What is required → Copy every record below, exactly as written.

(Dataset records about object locations)
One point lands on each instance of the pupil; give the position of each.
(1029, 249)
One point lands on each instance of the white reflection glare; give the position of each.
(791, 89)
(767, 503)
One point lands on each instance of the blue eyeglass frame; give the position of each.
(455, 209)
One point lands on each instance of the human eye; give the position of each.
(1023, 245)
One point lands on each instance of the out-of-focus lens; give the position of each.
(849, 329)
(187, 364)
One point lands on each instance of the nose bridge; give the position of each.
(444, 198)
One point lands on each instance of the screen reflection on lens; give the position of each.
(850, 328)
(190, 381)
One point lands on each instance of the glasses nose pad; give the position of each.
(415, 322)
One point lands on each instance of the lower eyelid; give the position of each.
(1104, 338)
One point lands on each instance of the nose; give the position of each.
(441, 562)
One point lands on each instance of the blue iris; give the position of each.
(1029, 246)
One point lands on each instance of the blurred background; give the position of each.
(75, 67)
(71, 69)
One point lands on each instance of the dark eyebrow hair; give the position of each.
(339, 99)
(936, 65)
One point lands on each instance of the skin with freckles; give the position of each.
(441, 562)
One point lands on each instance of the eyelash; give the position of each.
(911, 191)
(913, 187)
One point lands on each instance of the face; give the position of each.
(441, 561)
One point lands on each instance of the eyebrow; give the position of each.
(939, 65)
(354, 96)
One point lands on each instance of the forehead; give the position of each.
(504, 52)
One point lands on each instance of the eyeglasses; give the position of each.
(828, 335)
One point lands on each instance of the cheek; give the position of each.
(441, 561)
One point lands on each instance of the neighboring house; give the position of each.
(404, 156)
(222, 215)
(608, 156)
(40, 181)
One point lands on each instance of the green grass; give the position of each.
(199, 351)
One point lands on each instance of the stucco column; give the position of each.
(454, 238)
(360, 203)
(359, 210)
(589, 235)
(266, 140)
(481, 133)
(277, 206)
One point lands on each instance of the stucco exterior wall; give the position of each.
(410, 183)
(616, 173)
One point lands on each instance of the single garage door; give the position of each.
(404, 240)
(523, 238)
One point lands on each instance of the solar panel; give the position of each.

Exercise response →
One point lands on each instance of the pupil; give the position of each.
(1029, 249)
One point lands on each instance of the white reflection glare; give the position of each.
(791, 89)
(767, 503)
One point lands on each instance of the blue eyeglass frame; give the position of each.
(455, 209)
One point lands on each instance of the human eye; give the position of each.
(1023, 245)
One point lands on each instance of the out-of-focus lens; give the position of each.
(849, 329)
(187, 364)
One point lands on each instance of the nose bridge; give the position of each.
(444, 198)
One point lands on each instance of the screen reflection on lens; give the position of each.
(850, 328)
(190, 381)
One point lands on each instance of the glasses nose pad; give the position of each.
(415, 322)
One point lands on each instance of the lower eyelid; give the position of each.
(1104, 338)
One point lands on each instance of the nose; give the position of each.
(441, 562)
One point lands on each instance of the blue iris; give the position of each.
(1029, 246)
One point lands on each instance of the blurred background; give the position of each.
(75, 67)
(71, 69)
One point lands on each instance of the dark eyebrow hair; give the position of each.
(339, 99)
(936, 65)
One point lands on each instance of the skin with freckles; give the position of each.
(441, 562)
One point lands on each instance of the eyelash; give the position of each.
(911, 191)
(913, 187)
One point lands on each instance of the face; give the position of each.
(441, 561)
One point lands on each instance of the eyebrow; give the position of each.
(939, 65)
(354, 96)
One point lands on each instance of the forehead; give the position of each.
(504, 52)
One point lands on each instance of the eyeglasses; give the position of each.
(828, 335)
One point lands on each instance of the cheek; give the position of each.
(441, 561)
One point lands on each instance of the neighboring house; give the position of each.
(404, 156)
(222, 215)
(608, 156)
(40, 181)
One point lands on each instance of the green grass; give the position of each.
(199, 351)
One point lands on each instance of the stucco column; give the position of each.
(454, 238)
(360, 203)
(359, 210)
(589, 235)
(266, 140)
(481, 133)
(277, 206)
One point lands on each instance of the stucco exterior wall; give the position of each.
(410, 183)
(616, 173)
One point lands on each instance of the single garage door; give the position of each.
(404, 240)
(523, 238)
One point lands on each instance of the solar panel; give the position of each.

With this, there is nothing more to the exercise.